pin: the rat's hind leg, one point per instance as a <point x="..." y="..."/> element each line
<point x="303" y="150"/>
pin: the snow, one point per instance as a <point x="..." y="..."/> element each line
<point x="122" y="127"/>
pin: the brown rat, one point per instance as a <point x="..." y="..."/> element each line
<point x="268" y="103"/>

● ● ● ●

Precisely as given, transcribe all of the entries above.

pin: the rat's hind leg, one point per instance as a <point x="..." y="..."/> element each line
<point x="303" y="150"/>
pin: the snow, one point per instance as a <point x="..." y="..."/> element each line
<point x="122" y="127"/>
pin: the brown rat, one point per instance as a <point x="..." y="..."/> element each line
<point x="268" y="103"/>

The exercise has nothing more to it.